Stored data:
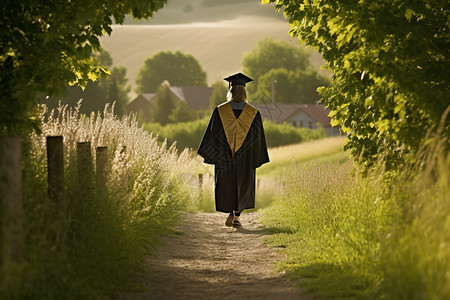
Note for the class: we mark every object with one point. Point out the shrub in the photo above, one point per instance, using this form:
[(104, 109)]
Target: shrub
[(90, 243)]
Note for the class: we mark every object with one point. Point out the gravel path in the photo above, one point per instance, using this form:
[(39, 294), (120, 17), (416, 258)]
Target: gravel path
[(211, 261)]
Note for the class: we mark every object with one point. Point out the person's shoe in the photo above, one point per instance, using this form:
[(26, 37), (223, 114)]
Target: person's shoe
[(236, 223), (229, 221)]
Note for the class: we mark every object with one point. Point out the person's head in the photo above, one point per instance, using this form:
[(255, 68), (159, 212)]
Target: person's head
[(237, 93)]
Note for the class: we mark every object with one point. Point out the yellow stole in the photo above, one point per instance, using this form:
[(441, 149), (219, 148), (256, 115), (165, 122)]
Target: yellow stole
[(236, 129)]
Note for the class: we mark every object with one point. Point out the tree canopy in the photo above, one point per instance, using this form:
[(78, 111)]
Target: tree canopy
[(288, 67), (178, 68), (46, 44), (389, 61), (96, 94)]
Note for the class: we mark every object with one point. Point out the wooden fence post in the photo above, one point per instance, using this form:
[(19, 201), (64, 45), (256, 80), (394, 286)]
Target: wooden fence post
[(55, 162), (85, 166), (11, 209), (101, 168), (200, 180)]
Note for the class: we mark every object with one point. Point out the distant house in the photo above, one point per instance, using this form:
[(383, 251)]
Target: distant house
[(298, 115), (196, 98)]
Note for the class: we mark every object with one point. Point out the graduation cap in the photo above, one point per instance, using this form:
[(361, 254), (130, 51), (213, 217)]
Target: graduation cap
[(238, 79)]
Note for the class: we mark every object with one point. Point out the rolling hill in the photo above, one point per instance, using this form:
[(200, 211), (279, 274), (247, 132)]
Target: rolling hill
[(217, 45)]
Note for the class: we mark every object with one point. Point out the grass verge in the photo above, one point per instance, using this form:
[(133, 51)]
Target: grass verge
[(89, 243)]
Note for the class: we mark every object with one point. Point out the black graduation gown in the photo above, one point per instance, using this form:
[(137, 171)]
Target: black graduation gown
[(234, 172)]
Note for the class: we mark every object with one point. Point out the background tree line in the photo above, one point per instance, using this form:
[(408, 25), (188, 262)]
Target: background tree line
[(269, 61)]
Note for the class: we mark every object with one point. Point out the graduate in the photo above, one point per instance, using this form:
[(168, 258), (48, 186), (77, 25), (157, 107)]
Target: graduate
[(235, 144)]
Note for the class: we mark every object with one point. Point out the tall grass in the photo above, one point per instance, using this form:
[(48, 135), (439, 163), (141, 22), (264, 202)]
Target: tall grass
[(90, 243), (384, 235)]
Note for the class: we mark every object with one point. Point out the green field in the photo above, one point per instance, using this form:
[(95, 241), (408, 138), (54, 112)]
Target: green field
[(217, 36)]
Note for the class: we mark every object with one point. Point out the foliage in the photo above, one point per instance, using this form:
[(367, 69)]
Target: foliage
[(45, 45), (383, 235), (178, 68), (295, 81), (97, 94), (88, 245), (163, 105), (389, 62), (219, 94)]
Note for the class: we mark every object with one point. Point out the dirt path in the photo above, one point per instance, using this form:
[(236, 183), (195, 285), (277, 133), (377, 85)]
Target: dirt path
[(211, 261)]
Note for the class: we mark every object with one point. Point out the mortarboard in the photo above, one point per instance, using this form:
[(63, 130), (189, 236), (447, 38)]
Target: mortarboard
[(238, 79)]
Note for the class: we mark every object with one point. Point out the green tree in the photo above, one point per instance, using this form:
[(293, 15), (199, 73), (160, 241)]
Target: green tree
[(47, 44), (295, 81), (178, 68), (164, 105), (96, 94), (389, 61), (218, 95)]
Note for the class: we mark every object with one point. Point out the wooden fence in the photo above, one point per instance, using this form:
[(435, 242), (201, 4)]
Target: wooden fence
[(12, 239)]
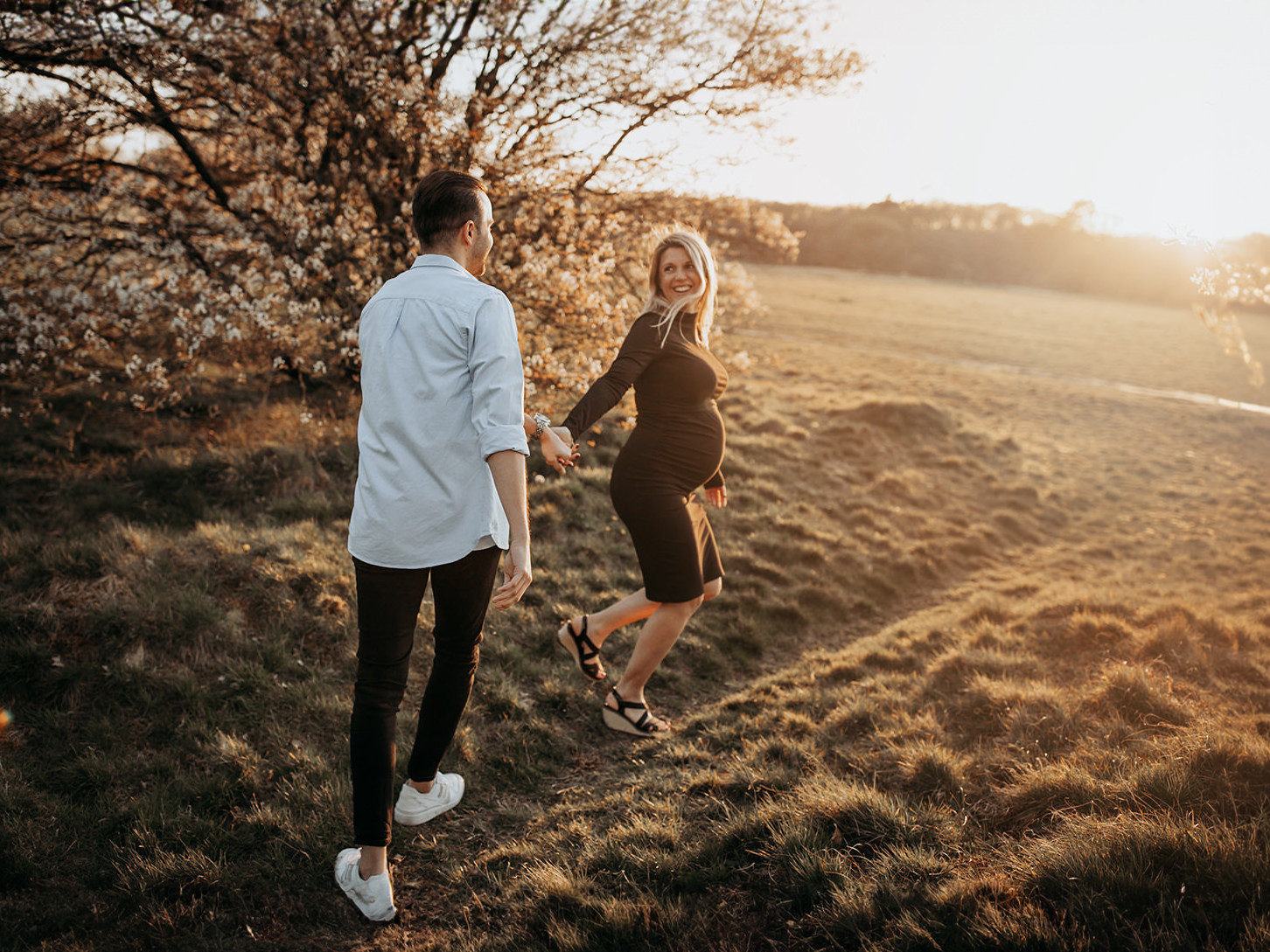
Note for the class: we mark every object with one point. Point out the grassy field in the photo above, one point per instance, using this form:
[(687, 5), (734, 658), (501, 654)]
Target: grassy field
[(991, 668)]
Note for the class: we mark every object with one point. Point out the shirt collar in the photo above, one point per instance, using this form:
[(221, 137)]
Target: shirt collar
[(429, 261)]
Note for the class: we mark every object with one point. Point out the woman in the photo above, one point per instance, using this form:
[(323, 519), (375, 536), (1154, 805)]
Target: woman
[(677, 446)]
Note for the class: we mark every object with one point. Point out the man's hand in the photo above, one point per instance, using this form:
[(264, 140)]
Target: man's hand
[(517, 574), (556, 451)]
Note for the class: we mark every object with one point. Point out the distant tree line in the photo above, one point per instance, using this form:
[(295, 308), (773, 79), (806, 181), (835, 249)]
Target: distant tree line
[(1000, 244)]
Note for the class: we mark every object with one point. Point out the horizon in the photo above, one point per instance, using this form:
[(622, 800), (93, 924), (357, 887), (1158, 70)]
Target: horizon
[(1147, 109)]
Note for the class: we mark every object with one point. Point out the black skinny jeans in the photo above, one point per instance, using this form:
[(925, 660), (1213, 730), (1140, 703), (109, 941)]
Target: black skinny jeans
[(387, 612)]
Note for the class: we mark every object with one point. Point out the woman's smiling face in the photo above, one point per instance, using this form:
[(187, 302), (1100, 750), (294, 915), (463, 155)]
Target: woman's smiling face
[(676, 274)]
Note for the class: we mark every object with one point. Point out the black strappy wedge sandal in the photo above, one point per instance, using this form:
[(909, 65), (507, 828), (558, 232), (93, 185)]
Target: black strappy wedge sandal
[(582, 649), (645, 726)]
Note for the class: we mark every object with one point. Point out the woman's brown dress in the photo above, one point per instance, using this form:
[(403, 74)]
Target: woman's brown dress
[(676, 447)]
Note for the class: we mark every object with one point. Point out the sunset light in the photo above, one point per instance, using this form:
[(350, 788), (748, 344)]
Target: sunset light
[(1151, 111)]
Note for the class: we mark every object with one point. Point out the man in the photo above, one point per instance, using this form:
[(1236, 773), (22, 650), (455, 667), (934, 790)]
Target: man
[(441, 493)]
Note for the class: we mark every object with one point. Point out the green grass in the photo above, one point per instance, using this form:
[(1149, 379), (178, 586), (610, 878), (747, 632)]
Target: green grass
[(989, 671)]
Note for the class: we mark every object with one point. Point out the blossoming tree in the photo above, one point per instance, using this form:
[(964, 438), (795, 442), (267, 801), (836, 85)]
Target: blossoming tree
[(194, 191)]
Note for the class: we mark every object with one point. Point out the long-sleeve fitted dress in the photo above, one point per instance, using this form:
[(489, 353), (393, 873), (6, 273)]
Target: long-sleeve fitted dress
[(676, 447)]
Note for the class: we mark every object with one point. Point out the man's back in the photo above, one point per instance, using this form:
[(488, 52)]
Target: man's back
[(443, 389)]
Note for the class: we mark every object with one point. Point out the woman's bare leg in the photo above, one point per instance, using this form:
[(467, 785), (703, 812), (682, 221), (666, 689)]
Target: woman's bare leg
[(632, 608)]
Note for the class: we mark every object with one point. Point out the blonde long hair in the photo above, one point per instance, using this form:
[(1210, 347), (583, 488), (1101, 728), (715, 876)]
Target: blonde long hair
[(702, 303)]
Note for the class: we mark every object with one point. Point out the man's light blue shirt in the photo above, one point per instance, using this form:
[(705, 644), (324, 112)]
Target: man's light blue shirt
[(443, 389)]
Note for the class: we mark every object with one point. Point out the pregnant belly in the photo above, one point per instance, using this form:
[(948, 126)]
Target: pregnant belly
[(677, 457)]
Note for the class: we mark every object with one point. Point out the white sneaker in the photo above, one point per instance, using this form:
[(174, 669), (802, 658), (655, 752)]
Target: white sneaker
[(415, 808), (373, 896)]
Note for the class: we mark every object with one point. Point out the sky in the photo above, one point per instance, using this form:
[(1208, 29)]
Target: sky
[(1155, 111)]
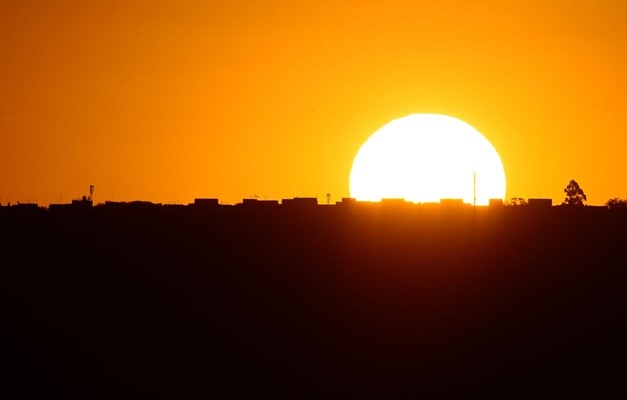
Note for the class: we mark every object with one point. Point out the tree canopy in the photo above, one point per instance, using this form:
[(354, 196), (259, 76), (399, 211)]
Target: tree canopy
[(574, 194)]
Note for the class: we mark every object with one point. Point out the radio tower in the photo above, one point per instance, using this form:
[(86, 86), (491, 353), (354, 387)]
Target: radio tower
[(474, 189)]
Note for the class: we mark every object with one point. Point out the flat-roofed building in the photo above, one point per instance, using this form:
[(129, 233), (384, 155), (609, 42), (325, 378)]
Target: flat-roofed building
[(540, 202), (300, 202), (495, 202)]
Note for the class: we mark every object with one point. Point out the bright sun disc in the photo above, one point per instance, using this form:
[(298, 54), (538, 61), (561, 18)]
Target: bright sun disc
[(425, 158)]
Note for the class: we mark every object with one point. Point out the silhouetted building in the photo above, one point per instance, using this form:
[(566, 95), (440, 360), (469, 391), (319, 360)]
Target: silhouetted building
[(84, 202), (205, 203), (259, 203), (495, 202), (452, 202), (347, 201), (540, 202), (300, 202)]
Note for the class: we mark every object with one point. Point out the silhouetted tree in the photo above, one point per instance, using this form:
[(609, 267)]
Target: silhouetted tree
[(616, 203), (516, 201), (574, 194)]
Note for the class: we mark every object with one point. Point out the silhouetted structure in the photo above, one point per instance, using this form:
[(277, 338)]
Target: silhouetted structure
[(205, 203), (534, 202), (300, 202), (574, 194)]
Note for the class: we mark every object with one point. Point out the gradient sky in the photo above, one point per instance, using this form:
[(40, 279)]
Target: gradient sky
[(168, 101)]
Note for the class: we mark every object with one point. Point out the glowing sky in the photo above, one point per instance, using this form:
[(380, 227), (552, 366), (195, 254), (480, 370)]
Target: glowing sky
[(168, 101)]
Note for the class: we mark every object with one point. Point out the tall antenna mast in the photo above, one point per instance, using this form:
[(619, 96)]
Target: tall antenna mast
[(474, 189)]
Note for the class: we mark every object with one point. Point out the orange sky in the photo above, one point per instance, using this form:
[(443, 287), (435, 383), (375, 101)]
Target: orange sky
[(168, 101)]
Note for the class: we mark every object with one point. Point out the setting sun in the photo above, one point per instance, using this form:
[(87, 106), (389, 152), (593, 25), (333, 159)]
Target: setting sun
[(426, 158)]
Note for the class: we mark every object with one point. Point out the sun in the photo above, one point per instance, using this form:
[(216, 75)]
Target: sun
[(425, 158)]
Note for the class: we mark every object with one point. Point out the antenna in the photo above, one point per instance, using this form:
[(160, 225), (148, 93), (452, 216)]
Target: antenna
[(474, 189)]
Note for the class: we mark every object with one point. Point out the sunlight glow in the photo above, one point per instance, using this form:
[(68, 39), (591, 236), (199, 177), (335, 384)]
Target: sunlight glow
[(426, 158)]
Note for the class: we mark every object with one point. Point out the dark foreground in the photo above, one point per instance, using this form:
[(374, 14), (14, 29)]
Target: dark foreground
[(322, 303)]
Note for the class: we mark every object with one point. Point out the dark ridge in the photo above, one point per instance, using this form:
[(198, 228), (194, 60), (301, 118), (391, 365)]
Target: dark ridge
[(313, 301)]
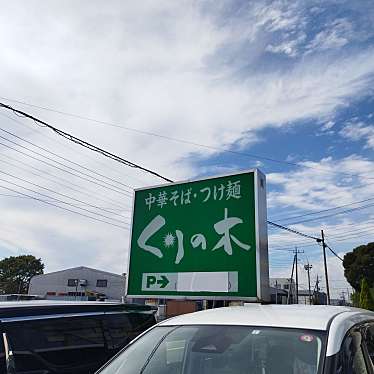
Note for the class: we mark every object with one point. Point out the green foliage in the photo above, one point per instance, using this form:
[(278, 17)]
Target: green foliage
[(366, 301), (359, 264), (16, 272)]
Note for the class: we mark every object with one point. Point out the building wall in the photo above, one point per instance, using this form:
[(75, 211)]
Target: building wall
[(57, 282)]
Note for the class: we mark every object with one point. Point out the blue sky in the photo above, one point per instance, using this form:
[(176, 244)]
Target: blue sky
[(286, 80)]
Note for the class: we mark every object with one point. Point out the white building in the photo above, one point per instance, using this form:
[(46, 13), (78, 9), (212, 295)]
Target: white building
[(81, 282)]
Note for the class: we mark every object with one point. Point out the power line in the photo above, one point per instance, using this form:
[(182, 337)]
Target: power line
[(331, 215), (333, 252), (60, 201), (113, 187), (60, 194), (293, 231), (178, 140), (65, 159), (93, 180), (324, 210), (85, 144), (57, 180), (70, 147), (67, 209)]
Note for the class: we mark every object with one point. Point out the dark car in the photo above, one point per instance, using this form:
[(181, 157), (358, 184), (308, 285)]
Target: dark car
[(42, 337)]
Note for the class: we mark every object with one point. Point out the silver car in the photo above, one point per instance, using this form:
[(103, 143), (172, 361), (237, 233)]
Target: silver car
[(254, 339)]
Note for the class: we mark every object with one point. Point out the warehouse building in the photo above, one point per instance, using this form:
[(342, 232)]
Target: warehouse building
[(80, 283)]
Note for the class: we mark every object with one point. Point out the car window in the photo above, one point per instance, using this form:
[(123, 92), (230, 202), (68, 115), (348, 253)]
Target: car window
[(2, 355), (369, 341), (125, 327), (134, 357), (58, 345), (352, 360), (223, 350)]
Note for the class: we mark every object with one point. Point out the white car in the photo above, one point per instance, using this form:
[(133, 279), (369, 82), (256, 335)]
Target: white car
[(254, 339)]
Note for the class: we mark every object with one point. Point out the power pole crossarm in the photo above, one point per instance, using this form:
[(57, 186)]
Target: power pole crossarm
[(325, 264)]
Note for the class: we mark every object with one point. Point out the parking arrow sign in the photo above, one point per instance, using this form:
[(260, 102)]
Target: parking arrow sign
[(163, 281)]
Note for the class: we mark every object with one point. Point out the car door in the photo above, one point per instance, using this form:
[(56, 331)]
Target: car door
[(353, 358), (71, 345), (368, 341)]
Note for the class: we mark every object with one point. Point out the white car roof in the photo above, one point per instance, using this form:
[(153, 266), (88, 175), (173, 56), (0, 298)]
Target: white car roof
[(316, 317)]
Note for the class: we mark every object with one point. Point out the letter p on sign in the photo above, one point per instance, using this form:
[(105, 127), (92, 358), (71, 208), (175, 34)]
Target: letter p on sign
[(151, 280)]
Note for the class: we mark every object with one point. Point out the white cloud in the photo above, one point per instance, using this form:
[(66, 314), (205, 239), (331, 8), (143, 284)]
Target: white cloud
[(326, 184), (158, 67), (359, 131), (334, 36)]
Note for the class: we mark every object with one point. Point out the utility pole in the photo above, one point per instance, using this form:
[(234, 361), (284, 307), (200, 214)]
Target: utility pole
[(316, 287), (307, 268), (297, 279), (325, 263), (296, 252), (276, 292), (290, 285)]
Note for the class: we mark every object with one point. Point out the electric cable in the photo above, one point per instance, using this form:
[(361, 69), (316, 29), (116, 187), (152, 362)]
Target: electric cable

Aim: Reproduce the listing from its start down to the line containing "[(237, 93)]", swapping "gravel path" for "stone walkway" and keeping all else unchanged. Leave out the pictures.

Complete answer:
Note for the class: we mark every object with one point. Point out the shrub in the photo above, one point per instance, using this form:
[(104, 109)]
Target: shrub
[(90, 243)]
Note for the class: we mark every object with one point. Point out the stone walkway in the photo above, one point per instance, using this form:
[(39, 294), (120, 17), (416, 258)]
Target: stone walkway
[(211, 261)]
Note for the class: we mark every object with one point. Point out the person's shoe in the photo above, one point per instance, using this form:
[(26, 37), (223, 114)]
Target: person's shoe
[(236, 223), (229, 221)]
Note for the class: we mark every object with one point. Point out the person's head in the photo above, one point per instance, using this form:
[(255, 68), (159, 212)]
Target: person's head
[(237, 93)]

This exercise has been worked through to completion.